#### GIVEN TEXT
· · ·

Looking back, the 19th of July 2024 was challenging for customers using Microsoft Azure or Windows machines. Two significant outages affected customers using CrowdStrike Falcon or Microsoft Azure computation resources in the Central US. In today's article, we’ll focus on the Microsoft Azure outage.
These two outages affected many
people and put many businesses on pause for a few hours or even days.
A faulty CrowdStrike update affected Windows computers
globally, from airports and healthcare to small businesses, affecting over 8.5m
computers. Even if the Falson Sensor software defect was identified and
a fix deployed shortly after, the recovery took longer. In parallel with CrowdStrike,
Microsoft provided a tool that helped customers fix the issue.
Around the same time, customers running their businesses in
the Central US Region started to notify availability, connectivity issues, or
service management failures. The outage affected services such as Azure VMs,
Azure Cosmos DB, Azure SQL, and even Microsoft 365, Dynamic 365, and Microsoft
Entra (AD) because of the cross-dependencies.
The cause of the outage was a security layer of storage
scale units that accept disk operations only from specific ranges of network
addresses. The update and propagation mechanism were faulty, and an incomplete
list of allowed ranges of network addresses was broadcasting, causing some
storage scale units not to be accessible from computing services in Azure
Central US. The propagation mechanism did not check the issues of Azure VMs. It
continued to deploy across multiple availability zones, causing a regional outage,
even for customers that followed availability zone best practices. This complex
chain of events underscores the intricate nature of cloud infrastructure and
the potential for widespread impact when a single component fails.
The impact was much lower for the customers who used failover and DR strategies across their Microsoft Azure ecosystem. Azure Cosmos DB customers running in a multi-region write approach were not affected by the outage in contrast with customers running in a single region configured for Central US that was wholly or partially affected. A similar experience had Azure SQL DB customers with automatic failover policies configured, where the geo-secondary was elevated as the new primary after the incident.

· · ·

#### PROVIDED INFORMATION
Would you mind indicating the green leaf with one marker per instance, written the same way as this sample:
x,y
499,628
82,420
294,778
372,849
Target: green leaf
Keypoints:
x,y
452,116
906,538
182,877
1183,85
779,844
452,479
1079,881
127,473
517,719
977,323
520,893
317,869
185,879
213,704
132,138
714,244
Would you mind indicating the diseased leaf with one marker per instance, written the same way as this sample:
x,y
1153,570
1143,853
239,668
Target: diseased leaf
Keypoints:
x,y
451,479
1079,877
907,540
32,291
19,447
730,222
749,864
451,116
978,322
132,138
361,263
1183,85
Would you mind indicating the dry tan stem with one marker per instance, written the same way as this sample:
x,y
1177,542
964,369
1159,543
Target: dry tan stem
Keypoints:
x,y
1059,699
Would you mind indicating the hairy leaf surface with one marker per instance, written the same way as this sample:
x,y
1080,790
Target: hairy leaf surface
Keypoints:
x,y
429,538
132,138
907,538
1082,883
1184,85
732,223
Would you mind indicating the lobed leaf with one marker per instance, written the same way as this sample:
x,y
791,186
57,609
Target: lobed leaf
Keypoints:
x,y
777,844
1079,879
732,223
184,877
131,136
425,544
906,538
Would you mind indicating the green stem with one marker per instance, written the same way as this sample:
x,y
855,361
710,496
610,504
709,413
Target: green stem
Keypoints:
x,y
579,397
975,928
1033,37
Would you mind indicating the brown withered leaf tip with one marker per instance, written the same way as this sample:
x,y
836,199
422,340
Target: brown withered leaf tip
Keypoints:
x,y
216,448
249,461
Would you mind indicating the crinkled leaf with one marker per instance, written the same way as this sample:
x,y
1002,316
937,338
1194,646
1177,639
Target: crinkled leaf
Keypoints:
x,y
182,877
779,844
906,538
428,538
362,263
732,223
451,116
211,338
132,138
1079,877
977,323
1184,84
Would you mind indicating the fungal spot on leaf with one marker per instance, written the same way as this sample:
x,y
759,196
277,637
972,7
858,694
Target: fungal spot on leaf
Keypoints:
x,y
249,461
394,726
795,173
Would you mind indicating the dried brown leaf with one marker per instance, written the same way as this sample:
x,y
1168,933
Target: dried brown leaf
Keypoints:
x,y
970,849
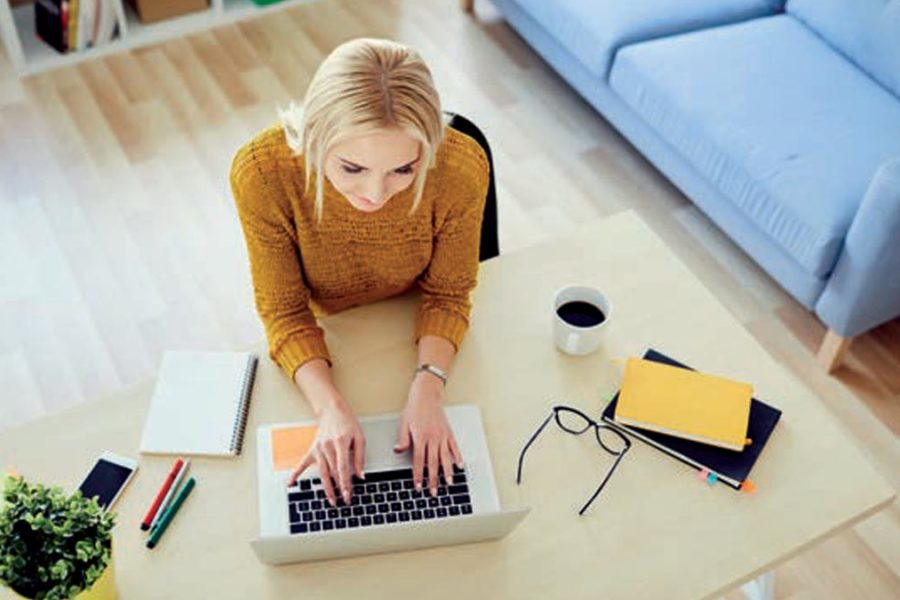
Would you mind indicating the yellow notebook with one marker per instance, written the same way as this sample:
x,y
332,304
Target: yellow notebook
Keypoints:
x,y
684,403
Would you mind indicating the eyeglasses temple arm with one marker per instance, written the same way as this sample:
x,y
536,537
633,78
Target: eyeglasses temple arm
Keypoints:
x,y
528,444
603,483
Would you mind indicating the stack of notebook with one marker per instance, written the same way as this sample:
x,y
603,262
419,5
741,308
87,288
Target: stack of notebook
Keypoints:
x,y
710,423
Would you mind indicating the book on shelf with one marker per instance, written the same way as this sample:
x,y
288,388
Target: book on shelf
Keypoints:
x,y
75,25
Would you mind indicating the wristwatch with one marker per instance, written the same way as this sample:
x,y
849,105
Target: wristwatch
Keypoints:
x,y
436,371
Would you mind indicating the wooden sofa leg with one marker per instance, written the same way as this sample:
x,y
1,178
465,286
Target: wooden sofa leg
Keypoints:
x,y
832,350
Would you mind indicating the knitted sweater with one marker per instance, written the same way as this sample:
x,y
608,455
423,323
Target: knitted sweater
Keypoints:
x,y
302,269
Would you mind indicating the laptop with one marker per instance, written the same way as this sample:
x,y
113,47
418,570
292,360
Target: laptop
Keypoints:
x,y
386,513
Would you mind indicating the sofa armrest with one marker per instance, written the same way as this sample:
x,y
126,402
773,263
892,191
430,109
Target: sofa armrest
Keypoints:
x,y
864,288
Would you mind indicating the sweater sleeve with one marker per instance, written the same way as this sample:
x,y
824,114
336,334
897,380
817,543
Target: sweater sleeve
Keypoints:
x,y
280,293
452,274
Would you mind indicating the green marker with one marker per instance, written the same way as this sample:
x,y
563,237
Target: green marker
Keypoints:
x,y
167,517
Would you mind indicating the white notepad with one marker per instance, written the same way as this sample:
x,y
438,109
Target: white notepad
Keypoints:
x,y
200,404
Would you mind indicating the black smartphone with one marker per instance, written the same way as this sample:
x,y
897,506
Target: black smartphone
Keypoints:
x,y
107,478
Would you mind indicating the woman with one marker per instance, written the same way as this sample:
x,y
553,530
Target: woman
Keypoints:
x,y
362,195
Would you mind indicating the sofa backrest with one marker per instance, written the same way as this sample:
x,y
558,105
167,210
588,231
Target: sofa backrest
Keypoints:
x,y
865,31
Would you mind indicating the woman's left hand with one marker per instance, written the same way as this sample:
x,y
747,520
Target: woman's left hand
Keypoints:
x,y
424,425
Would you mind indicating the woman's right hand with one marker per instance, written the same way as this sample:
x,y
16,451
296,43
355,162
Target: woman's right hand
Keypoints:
x,y
338,451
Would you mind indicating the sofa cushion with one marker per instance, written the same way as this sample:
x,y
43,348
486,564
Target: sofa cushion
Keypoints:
x,y
593,31
866,31
780,123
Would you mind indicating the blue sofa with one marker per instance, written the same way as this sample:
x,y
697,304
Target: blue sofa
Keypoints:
x,y
780,120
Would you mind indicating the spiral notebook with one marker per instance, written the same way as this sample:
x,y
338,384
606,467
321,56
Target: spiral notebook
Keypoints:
x,y
200,404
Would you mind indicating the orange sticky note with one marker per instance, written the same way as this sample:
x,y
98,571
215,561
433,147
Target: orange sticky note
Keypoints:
x,y
290,444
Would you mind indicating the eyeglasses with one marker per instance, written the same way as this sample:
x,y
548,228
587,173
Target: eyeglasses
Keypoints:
x,y
574,421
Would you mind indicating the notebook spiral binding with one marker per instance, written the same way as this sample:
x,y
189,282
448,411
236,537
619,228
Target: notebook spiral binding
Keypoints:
x,y
240,424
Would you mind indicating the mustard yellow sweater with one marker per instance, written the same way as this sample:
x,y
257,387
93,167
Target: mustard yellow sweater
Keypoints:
x,y
302,269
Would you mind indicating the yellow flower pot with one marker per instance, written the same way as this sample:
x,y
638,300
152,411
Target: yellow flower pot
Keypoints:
x,y
103,589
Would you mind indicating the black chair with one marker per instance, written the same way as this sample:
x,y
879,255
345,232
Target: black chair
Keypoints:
x,y
490,242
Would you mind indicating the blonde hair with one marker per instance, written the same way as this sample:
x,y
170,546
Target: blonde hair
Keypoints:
x,y
362,87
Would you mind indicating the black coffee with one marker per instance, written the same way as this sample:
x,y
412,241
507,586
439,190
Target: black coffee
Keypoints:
x,y
580,314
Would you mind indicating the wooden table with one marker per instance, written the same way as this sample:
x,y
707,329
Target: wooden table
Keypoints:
x,y
656,531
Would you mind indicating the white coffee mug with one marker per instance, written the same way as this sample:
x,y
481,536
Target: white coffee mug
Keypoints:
x,y
579,340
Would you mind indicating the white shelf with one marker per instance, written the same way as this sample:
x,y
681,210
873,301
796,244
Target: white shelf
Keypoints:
x,y
36,56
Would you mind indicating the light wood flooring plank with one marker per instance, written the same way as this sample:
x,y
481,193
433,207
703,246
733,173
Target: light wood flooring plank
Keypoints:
x,y
128,244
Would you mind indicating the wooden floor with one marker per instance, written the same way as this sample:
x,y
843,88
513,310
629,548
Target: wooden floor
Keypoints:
x,y
118,239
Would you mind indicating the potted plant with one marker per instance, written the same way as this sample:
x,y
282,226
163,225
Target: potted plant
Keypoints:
x,y
53,546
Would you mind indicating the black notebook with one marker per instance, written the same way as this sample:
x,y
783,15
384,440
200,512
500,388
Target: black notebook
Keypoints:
x,y
730,467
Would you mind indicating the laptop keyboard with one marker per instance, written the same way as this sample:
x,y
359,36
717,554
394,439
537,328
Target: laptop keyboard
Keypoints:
x,y
383,498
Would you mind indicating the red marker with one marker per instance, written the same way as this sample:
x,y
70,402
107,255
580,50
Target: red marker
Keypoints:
x,y
145,524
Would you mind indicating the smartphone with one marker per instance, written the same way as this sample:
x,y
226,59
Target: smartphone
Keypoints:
x,y
107,478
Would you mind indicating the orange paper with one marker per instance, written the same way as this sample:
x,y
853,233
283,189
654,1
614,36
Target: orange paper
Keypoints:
x,y
290,444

· · ·

#### WHAT YOU NEED TO DO
1. Based on the article about the Azure outage above, decide whether each statement agrees with it. Answer yes or no and quote the exact words of the article that settle it. (a) The faulty CrowdStrike update affected over 8.5 million computers. (b) Azure Cosmos DB customers using a multi-region write approach were affected by the outage. (c) The propagation mechanism checked the issues of Azure VMs before deploying further.
2. According to the article about the Azure outage, from what did the security layer of the storage scale units accept disk operations?
3. Pick up the article about the Azure outage after its final sentence and carry it on.

#### EXPECTED RESULTS
1.
(a) Yes: "affecting over 8.5m computers"
(b) No: "Azure Cosmos DB customers running in a multi-region write approach were not affected by the outage"
(c) No: "The propagation mechanism did not check the issues of Azure VMs."

2. Only from specific ranges of network addresses.

3.
After the first minute of the outage, Microsoft detected unhealthy
Azure SQL DB nodes, triggering further investigation and mitigation actions. The
service monitoring detected drops in Azure VM availability after 26 minutes. After
less than 2 hours, all Azure SQL DB instances with geo-failover configured were
restored.
The Microsoft team's reaction was fast, and customers who
followed the reliability best practices recommended by Azure Well-Architecture
Framework (WAF) had a minimal impact on their business. The Azure WAF is a set
of design principles and best practices for building and operating reliable,
secure, and efficient systems in the cloud. It provides guidance on how to
design and implement your cloud solutions, and following its recommendations can
significantly improve the resilience of your systems. Most customers affected
by the outage lacked a DR strategy and relied on the services provided only by
the Central US Region.
Customer with a minimal impact on their business were the
ones that:
- Implemented
a strong DR strategy across all their ecosystem (e.g. Azure SQL DB, Azure
Cosmos DB)
- Reviewed
and implemented the reliability strategies of Azure WAF according to their
business needs
- Kept
DR playbooks up-to-date and ran drills every few weeks or months
- Implemented
an active-active or active-passive approach to the computation layer
- Dashboard
and alerts of Azure Services and payloads were configured
- Right
people from the support team were notified by alerts and could take further
actions
- IaC,
automation and up-to-date deployment playbooks
- Backup
and copies of data in a separate region
Digital backout
A large number of customers suffered from a digital blackout
, a term used to describe a complete loss of digital services. Most affected
were those who relied only on the Central US Region without a working DR
strategy. A group of customers also had a DR strategy implemented but was not
tested. The playbook was not kept up-to-date, and there were no mechanisms to
notify the right people in the organisation that there were reliability issues.
This blackout underscores the importance of robust disaster recovery strategies
and the need for regular testing and maintenance.
Customers who lacked of IaC and deployment playbooks were
the most affected. They could not restore the cloud environment even with
access to the data backups, storage and payload images. Their systems were unavailable
for even more than a few hours.
The organisations had the perfect recipe for disaster in the
rush to go live as soon as possible, keeping development costs minimal and
putting the support team on a secondary level.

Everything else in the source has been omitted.